== LISTED RECORDS ==
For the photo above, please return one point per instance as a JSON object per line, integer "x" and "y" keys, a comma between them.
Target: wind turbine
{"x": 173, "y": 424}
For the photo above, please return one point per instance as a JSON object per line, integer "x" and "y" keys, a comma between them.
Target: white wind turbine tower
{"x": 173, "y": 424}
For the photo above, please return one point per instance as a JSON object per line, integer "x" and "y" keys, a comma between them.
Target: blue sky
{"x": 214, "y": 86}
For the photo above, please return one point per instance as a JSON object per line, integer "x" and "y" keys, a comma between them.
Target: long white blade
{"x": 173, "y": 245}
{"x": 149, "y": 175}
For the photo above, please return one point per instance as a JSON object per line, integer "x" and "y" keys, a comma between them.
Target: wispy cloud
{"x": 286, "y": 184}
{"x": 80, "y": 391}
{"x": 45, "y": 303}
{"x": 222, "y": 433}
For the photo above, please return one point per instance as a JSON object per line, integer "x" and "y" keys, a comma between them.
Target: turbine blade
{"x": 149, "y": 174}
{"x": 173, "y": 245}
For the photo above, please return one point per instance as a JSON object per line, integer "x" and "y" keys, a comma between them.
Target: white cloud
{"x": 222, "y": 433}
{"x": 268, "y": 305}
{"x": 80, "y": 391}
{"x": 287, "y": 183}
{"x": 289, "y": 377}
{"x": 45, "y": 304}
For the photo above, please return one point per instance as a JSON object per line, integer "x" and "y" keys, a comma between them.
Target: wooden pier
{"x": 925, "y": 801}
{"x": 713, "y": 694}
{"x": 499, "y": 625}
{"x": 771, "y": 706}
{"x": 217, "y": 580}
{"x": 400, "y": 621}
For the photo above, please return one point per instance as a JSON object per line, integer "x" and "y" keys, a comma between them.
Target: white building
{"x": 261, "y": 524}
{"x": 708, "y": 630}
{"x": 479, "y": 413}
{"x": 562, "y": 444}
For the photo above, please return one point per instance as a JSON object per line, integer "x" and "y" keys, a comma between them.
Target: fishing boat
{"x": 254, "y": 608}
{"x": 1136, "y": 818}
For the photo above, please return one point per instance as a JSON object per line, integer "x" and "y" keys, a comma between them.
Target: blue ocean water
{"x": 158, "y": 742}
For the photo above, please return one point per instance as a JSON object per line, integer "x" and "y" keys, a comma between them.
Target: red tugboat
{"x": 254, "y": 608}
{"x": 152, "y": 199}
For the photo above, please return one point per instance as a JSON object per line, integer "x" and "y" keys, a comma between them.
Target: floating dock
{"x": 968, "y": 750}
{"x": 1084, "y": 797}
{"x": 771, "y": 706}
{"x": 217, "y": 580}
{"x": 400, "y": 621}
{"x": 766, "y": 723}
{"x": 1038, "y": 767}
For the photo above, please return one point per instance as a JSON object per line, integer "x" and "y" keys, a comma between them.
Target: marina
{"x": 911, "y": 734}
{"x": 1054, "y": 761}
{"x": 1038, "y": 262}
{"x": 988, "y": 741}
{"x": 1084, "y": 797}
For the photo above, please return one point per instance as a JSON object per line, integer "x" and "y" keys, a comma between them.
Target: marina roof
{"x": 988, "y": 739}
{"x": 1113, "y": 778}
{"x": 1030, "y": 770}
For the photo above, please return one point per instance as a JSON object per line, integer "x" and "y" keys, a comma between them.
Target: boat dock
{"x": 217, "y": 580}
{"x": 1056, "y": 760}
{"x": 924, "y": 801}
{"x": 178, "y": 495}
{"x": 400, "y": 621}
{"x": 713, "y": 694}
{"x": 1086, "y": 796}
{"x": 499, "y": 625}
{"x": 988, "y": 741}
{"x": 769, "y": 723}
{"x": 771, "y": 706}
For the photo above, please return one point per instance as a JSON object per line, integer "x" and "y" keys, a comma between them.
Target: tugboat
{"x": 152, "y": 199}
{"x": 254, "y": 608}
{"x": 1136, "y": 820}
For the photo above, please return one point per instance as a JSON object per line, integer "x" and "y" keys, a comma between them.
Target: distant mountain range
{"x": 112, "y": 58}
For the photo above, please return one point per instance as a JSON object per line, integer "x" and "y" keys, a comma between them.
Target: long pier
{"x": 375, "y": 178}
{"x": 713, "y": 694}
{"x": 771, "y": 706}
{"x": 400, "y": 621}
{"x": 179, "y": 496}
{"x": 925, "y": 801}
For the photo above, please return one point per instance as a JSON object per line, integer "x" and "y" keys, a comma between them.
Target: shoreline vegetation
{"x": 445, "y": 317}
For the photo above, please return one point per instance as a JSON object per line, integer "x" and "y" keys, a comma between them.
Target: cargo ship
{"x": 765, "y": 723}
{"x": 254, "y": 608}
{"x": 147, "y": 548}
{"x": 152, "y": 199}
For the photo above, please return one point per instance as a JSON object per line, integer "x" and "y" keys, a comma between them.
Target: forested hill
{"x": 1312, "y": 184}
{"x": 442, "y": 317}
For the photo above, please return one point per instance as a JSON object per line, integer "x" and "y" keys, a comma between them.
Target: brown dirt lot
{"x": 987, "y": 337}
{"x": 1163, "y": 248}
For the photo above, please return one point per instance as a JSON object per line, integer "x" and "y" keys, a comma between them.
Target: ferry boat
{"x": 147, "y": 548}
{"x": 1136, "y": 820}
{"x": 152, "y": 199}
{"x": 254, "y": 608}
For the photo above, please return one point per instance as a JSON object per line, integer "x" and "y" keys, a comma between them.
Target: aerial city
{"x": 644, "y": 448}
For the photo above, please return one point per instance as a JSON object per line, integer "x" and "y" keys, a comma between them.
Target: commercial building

== WHAT IS REQUIRED ==
Copy out every record exactly.

== EXERCISE RESPONSE ==
For the photo above, please return one point per instance as a JSON object per line, integer "x" and "y" keys, a comma between them.
Target: wind turbine
{"x": 173, "y": 424}
For the photo above, please return one point per instance as a JSON object per line, integer "x" and "y" keys, a comma between them.
Target: white wind turbine tower
{"x": 173, "y": 424}
For the photo above, please return one point per instance as a JSON object per line, integer "x" and "y" keys, a comma between them.
Target: blue sky
{"x": 214, "y": 86}
For the photo above, please return one point per instance as a JSON object per line, integer "x" and "y" keys, a comma between them.
Target: long white blade
{"x": 173, "y": 245}
{"x": 149, "y": 175}
For the photo above, please return one point per instance as a JSON object per line, integer "x" and "y" keys, a comma between them.
Target: wispy cloud
{"x": 286, "y": 184}
{"x": 80, "y": 391}
{"x": 45, "y": 303}
{"x": 222, "y": 433}
For the photo above, please return one point per instance as a JSON object per line, integer "x" and "y" keys, a comma between them.
Target: turbine blade
{"x": 149, "y": 174}
{"x": 173, "y": 245}
For the photo above, please return one point per instance as a JSON object per line, integer "x" and "y" keys, a comma between them.
Target: white cloud
{"x": 222, "y": 433}
{"x": 268, "y": 305}
{"x": 80, "y": 391}
{"x": 287, "y": 183}
{"x": 289, "y": 377}
{"x": 45, "y": 304}
For the photo above, please return one point per instance as a JSON object per line, integer "x" and "y" keys, a comma between them.
Target: wooden pier
{"x": 925, "y": 801}
{"x": 713, "y": 694}
{"x": 499, "y": 625}
{"x": 771, "y": 706}
{"x": 217, "y": 580}
{"x": 400, "y": 621}
For the photo above, please return one point per instance as a JSON object per line, integer "x" and "y" keys, a comma between them.
Target: white building
{"x": 261, "y": 524}
{"x": 708, "y": 630}
{"x": 479, "y": 413}
{"x": 562, "y": 444}
For the photo above, please return one point per instance as a JSON object per line, integer "x" and "y" keys, a comma between them.
Target: fishing boat
{"x": 254, "y": 608}
{"x": 1136, "y": 818}
For the photo above, please return one point per instance as a JSON object per line, integer "x" and "y" keys, a comma between them.
Target: blue ocean water
{"x": 158, "y": 742}
For the photo above, please return one point per instance as a JSON object per line, integer "x" and "y" keys, a comma between them.
Target: red tugboat
{"x": 254, "y": 608}
{"x": 152, "y": 199}
For the photo above, please return one point per instance as a JSON object per line, integer "x" and "y" keys, a comma between them.
Target: floating dock
{"x": 968, "y": 750}
{"x": 1084, "y": 797}
{"x": 771, "y": 706}
{"x": 217, "y": 580}
{"x": 400, "y": 621}
{"x": 766, "y": 723}
{"x": 1038, "y": 767}
For the photo above, please return one point per instance as a JSON object per line, integer "x" and "y" keys, a comma between them.
Target: marina
{"x": 911, "y": 734}
{"x": 1054, "y": 761}
{"x": 1038, "y": 262}
{"x": 988, "y": 741}
{"x": 1084, "y": 797}
For the photo above, please return one point per instance as a JSON object per line, integer "x" and "y" keys, a comma between them.
Target: marina roof
{"x": 988, "y": 739}
{"x": 1113, "y": 778}
{"x": 1030, "y": 770}
For the photo above, please return one point per instance as a JSON object per line, integer "x" and "y" keys, a comma between them.
Target: boat dock
{"x": 217, "y": 580}
{"x": 1056, "y": 760}
{"x": 924, "y": 801}
{"x": 178, "y": 495}
{"x": 400, "y": 621}
{"x": 713, "y": 694}
{"x": 1086, "y": 796}
{"x": 499, "y": 625}
{"x": 988, "y": 741}
{"x": 769, "y": 723}
{"x": 771, "y": 706}
For the photo above, please return one point per instance as a JSON object per line, integer "x" and "y" keys, a comma between them.
Target: tugboat
{"x": 152, "y": 199}
{"x": 254, "y": 608}
{"x": 1136, "y": 820}
For the photo above, please return one point per instance as a JSON object per line, integer "x" and "y" keys, a comma between them.
Target: distant mountain range
{"x": 112, "y": 58}
For the photo above, please return one point per instance as a JSON object per line, integer "x" and "y" keys, a comma between them.
Target: long pier
{"x": 375, "y": 178}
{"x": 713, "y": 694}
{"x": 771, "y": 706}
{"x": 400, "y": 621}
{"x": 179, "y": 496}
{"x": 925, "y": 801}
For the photo above, please return one point per instance as a JSON object per line, integer "x" and "y" keys, a comma between them.
Target: shoreline vegetation
{"x": 445, "y": 317}
For the photo above, please return one point per instance as a JSON object per line, integer "x" and "y" keys, a comma between them.
Target: cargo ship
{"x": 765, "y": 723}
{"x": 254, "y": 608}
{"x": 147, "y": 548}
{"x": 152, "y": 199}
For the photo above, please return one point per instance as a JSON object per line, integer "x" and "y" keys, a comma between them.
Target: forested hill
{"x": 1312, "y": 184}
{"x": 442, "y": 317}
For the photo above, please return one point per instance as a JSON object per line, integer "x" and "y" keys, a comma between them.
Target: brown dirt lot
{"x": 987, "y": 337}
{"x": 1163, "y": 248}
For the photo above, please return one point per instance as a JSON object per line, integer "x" and "y" keys, a comma between them.
Target: ferry boat
{"x": 147, "y": 548}
{"x": 1136, "y": 820}
{"x": 152, "y": 199}
{"x": 254, "y": 608}
For the photo above, please return one point per instance as a JSON object per line, integer "x" and "y" keys, a comma between them.
Target: aerial city
{"x": 644, "y": 448}
For the photo above, please return one point per instance as a JSON object per line, integer "x" and "y" keys, a comma between them.
Target: commercial building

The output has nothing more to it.